**What you have to do:**
Every entry should be repeated exactly as written.
▼▼▼
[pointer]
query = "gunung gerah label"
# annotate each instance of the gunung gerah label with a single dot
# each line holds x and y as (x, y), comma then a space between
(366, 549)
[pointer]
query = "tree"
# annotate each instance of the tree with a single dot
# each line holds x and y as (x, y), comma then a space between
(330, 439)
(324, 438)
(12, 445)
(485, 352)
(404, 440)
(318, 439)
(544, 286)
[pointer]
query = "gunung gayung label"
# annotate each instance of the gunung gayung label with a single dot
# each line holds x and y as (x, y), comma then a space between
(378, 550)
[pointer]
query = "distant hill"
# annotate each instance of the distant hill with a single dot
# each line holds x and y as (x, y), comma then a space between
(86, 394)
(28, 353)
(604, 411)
▲▲▲
**Output of the task:**
[pointer]
query = "gunung gerah label"
# annotate each instance of the gunung gerah label with a single dot
# each line holds x and y as (x, y), comma then a space between
(366, 549)
[pointer]
query = "tree"
# annotate each instance of the tree with a single dot
# each line holds x and y as (x, y), comma then a space between
(330, 439)
(324, 438)
(12, 445)
(485, 352)
(404, 440)
(318, 439)
(544, 286)
[pointer]
query = "gunung gayung label"
# annotate each instance of the gunung gayung label with a single dot
# each line holds x and y as (x, y), comma then a space between
(378, 550)
[pointer]
query = "distant hill"
# annotate each instance of the distant hill with a single dot
# each line holds x and y as (x, y), comma then a space between
(86, 394)
(28, 353)
(604, 411)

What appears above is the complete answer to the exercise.